SUPPLIED PASSAGE:
The thick walls house a series of internal gutters, running underneath the floor inside. These are made visible by vents in the outside wall. Looking through the small opening, these vents seem to slope upwards. They're the shape of an upside-down 'Y', and meant that the floor underneath the stored powder was well-ventilated and dry, but safe from any danger too, as an accidental spark would hit the stone and be put out before finding its way inside the store.
Let's go inside. It's dark and cool in here; there are no candles allowed. The Gunpowder Magazine has two doors: one at the front, and one at the rear. The front door is larger, lined in non-ferrous metal to match the boot-scraper beside it, another fire-prevention method which limited the risk of sparks from boot-nails. As you step through, you'll notice a wooden barrier in the wall, which could be brought down to prevent any unauthorised access. There's even some original paperwork on the door, depicting rules and regulations. The Magazine was manned by the garrison, and as such was properly regimented to fit in with army life. Special clothing and boots without nails were to be worn, without exception.

STORED DATA:
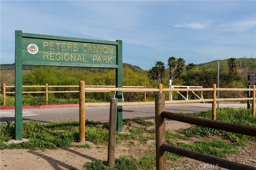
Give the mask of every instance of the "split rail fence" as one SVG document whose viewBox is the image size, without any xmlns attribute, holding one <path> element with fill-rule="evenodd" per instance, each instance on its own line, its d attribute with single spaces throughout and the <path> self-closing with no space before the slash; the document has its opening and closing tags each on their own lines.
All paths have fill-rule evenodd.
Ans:
<svg viewBox="0 0 256 170">
<path fill-rule="evenodd" d="M 166 151 L 211 164 L 211 165 L 217 166 L 217 167 L 220 166 L 230 170 L 256 169 L 255 167 L 249 165 L 166 144 L 164 120 L 165 118 L 169 119 L 204 127 L 252 136 L 256 136 L 256 127 L 226 123 L 165 111 L 165 105 L 166 103 L 165 102 L 164 94 L 156 94 L 155 96 L 156 170 L 166 169 Z"/>
<path fill-rule="evenodd" d="M 113 88 L 115 87 L 114 86 L 85 86 L 86 87 L 92 87 L 92 88 Z M 4 106 L 5 106 L 6 104 L 6 94 L 14 94 L 15 92 L 7 92 L 6 88 L 15 88 L 15 86 L 6 86 L 5 84 L 3 84 L 3 104 Z M 50 91 L 49 89 L 51 88 L 68 88 L 68 87 L 73 87 L 78 88 L 79 87 L 79 85 L 67 85 L 67 86 L 49 86 L 48 84 L 46 84 L 45 85 L 43 86 L 22 86 L 22 88 L 45 88 L 45 91 L 29 91 L 29 92 L 22 92 L 22 94 L 34 94 L 34 93 L 44 93 L 45 94 L 45 96 L 46 98 L 46 101 L 48 101 L 48 94 L 49 93 L 79 93 L 79 90 L 66 90 L 66 91 Z M 146 88 L 146 85 L 145 84 L 144 86 L 123 86 L 123 88 Z M 92 92 L 87 91 L 87 92 L 99 92 L 96 91 L 93 91 Z M 108 92 L 108 91 L 100 92 Z M 146 92 L 144 92 L 144 102 L 146 101 Z M 114 96 L 115 96 L 114 94 Z"/>
<path fill-rule="evenodd" d="M 45 93 L 46 98 L 48 99 L 48 93 L 66 93 L 66 92 L 80 92 L 79 91 L 50 91 L 48 90 L 48 87 L 79 87 L 80 86 L 37 86 L 38 87 L 46 87 L 45 91 L 40 92 L 23 92 L 23 93 Z M 252 112 L 253 116 L 255 117 L 255 102 L 256 100 L 255 86 L 252 86 L 251 88 L 216 88 L 216 84 L 213 84 L 212 88 L 163 88 L 162 85 L 160 84 L 158 88 L 146 88 L 146 85 L 144 86 L 124 86 L 122 88 L 113 87 L 114 86 L 85 86 L 85 92 L 115 92 L 117 91 L 123 92 L 144 92 L 144 102 L 132 102 L 118 103 L 118 106 L 136 106 L 147 105 L 155 104 L 155 102 L 146 102 L 146 92 L 151 92 L 162 93 L 163 92 L 182 92 L 182 91 L 212 91 L 212 97 L 210 99 L 194 99 L 190 100 L 177 100 L 172 101 L 166 101 L 166 104 L 180 104 L 189 103 L 198 103 L 210 102 L 212 103 L 212 120 L 216 119 L 216 103 L 217 102 L 222 101 L 239 101 L 250 100 L 252 102 Z M 4 102 L 5 104 L 5 98 L 6 94 L 14 94 L 14 92 L 6 92 L 5 89 L 6 87 L 15 87 L 14 86 L 5 86 L 4 84 Z M 35 87 L 34 86 L 23 86 L 22 87 Z M 243 98 L 217 98 L 216 93 L 218 91 L 251 91 L 252 92 L 252 97 Z M 47 99 L 48 100 L 48 99 Z M 109 102 L 106 103 L 86 103 L 85 106 L 110 106 Z"/>
</svg>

REQUIRED ACTION: Repeat everything in the gunpowder magazine passage from "Let's go inside." down to "worn, without exception.", word for word.

SOLUTION TO THIS EXERCISE:
Let's go inside. It's dark and cool in here; there are no candles allowed. The Gunpowder Magazine has two doors: one at the front, and one at the rear. The front door is larger, lined in non-ferrous metal to match the boot-scraper beside it, another fire-prevention method which limited the risk of sparks from boot-nails. As you step through, you'll notice a wooden barrier in the wall, which could be brought down to prevent any unauthorised access. There's even some original paperwork on the door, depicting rules and regulations. The Magazine was manned by the garrison, and as such was properly regimented to fit in with army life. Special clothing and boots without nails were to be worn, without exception.